• [Written request]
Nothing but the lines from the one that contains "Reviewer check: each instance of the light" through the end of the listing should appear, set down exactly.

• [Excerpts from point annotation data]
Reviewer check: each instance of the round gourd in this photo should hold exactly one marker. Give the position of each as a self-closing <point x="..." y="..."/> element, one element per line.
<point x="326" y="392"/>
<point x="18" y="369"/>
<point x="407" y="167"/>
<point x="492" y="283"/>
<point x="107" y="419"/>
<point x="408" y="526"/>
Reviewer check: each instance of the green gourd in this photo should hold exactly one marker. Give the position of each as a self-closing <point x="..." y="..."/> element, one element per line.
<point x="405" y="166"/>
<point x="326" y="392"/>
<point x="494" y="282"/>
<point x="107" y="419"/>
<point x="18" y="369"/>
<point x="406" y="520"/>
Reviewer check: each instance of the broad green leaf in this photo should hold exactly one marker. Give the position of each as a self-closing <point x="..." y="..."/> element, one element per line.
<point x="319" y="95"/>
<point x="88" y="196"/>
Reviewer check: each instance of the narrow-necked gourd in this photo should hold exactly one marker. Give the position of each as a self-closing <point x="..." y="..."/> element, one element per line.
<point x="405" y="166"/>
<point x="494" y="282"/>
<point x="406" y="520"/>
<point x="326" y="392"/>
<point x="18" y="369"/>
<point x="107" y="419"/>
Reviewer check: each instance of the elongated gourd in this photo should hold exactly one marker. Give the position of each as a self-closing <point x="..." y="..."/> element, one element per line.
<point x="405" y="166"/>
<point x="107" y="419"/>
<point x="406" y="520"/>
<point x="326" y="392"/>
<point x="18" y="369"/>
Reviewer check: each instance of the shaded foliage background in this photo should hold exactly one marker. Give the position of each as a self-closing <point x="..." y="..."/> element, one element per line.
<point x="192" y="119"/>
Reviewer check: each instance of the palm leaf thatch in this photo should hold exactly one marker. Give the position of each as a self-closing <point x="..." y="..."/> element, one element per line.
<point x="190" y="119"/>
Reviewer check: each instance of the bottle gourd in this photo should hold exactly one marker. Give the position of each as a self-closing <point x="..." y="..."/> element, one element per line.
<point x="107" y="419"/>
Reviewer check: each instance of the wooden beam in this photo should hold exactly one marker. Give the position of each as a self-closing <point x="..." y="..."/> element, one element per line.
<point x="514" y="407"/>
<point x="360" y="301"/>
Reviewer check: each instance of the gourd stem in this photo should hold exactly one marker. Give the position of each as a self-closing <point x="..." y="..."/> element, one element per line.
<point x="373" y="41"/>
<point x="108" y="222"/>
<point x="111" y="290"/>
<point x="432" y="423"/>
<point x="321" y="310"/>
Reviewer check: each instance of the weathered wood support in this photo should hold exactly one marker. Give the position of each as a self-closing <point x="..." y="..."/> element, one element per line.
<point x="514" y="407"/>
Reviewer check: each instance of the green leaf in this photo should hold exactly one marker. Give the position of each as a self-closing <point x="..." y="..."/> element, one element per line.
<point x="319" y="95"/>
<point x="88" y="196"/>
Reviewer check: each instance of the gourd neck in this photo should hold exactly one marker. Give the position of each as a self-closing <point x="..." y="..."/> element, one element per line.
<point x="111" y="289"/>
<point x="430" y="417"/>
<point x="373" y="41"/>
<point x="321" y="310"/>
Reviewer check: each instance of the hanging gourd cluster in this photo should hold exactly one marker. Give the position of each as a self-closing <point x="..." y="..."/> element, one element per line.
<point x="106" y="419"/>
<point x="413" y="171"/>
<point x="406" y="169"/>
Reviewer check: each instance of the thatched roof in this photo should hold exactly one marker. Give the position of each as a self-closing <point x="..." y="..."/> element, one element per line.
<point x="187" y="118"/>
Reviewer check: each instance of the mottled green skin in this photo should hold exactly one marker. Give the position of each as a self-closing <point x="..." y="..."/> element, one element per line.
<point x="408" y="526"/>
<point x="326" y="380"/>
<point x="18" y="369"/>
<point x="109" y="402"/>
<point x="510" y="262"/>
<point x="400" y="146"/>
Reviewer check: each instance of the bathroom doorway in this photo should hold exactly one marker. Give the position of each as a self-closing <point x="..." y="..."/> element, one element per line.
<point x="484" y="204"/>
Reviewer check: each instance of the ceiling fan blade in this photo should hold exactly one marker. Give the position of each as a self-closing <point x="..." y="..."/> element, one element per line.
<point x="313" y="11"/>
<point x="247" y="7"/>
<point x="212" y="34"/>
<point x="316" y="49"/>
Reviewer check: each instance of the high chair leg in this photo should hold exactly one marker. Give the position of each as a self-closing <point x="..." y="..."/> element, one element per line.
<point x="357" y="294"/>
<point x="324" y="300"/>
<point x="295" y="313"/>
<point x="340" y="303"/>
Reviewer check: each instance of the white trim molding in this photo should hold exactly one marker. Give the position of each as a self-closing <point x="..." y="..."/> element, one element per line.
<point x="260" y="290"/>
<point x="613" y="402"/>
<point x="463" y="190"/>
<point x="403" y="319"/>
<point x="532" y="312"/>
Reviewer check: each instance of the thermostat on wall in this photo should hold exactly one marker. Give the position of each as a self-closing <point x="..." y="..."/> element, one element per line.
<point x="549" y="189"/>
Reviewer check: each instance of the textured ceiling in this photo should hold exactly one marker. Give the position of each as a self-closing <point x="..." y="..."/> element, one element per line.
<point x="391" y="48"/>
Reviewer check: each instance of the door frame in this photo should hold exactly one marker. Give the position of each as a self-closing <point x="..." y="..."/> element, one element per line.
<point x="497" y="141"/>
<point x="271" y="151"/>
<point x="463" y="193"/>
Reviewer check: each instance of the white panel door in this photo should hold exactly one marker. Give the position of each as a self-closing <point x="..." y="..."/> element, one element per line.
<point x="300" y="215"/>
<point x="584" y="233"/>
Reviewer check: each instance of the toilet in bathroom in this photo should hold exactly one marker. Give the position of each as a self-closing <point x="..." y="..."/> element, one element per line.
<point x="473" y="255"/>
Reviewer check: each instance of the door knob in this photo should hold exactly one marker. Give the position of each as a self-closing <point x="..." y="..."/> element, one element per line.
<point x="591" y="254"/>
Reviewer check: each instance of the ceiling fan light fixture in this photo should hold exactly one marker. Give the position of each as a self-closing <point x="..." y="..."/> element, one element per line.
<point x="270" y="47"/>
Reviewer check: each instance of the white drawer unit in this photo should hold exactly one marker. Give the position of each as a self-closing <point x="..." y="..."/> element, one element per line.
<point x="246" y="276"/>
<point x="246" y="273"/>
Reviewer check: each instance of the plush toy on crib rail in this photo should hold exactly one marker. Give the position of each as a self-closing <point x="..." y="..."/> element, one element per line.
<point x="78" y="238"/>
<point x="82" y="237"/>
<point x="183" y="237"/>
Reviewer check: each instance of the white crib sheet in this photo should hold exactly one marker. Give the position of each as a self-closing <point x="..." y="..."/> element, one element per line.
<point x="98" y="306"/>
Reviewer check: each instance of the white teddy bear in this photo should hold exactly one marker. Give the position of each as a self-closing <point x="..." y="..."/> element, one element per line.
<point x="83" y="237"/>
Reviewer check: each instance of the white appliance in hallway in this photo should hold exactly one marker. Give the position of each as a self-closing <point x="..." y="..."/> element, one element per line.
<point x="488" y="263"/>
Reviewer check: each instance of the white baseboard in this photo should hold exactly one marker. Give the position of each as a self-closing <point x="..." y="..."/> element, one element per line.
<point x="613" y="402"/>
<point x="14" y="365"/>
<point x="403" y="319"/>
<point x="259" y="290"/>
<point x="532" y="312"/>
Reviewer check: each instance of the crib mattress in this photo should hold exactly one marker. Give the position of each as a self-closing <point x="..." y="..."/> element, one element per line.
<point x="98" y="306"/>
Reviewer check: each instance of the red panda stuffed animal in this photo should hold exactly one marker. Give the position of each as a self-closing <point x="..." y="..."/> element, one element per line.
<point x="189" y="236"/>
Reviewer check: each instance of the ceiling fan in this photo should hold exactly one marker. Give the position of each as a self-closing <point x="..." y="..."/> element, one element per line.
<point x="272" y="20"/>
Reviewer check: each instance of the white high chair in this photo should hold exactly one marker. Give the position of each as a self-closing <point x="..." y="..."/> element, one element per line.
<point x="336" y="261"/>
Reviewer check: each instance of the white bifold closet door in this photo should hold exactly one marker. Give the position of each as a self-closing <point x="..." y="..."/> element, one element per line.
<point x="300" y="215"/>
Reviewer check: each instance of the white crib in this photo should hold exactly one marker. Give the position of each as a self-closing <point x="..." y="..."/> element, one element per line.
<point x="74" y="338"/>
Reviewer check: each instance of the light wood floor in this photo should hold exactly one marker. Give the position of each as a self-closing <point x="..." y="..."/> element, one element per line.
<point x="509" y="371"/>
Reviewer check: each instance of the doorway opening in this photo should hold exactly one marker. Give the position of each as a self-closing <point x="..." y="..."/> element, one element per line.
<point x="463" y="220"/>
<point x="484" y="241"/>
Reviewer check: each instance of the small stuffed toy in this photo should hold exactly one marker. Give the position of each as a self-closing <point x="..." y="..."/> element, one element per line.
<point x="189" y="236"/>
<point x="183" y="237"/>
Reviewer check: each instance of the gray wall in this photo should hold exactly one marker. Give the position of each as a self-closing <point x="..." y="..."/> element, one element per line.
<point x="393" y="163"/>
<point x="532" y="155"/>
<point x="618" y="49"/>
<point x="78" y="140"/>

• [Answer for the task]
Reviewer check: each instance of the light wood floor in this photo should hold exactly one marker. Give the position of each as a self-closing <point x="..." y="..."/> element, one element per line.
<point x="509" y="371"/>
Reviewer check: each instance of the doorway opening in this photo should hold exactly one marker. Give the position of each as a self-closing <point x="..." y="..."/> element, one element per line.
<point x="463" y="220"/>
<point x="484" y="241"/>
Reviewer check: each instance of the small stuffed toy in this photo should hold exactly one marker. Give the position of each as a self-closing <point x="..." y="..."/> element, one element per line.
<point x="189" y="236"/>
<point x="183" y="237"/>
Reviewer check: each instance of the gray wall in this photo should hold exactly one marker. Give the position of each as a self-closing <point x="..." y="..."/> element, one element per line.
<point x="393" y="163"/>
<point x="532" y="155"/>
<point x="618" y="49"/>
<point x="78" y="140"/>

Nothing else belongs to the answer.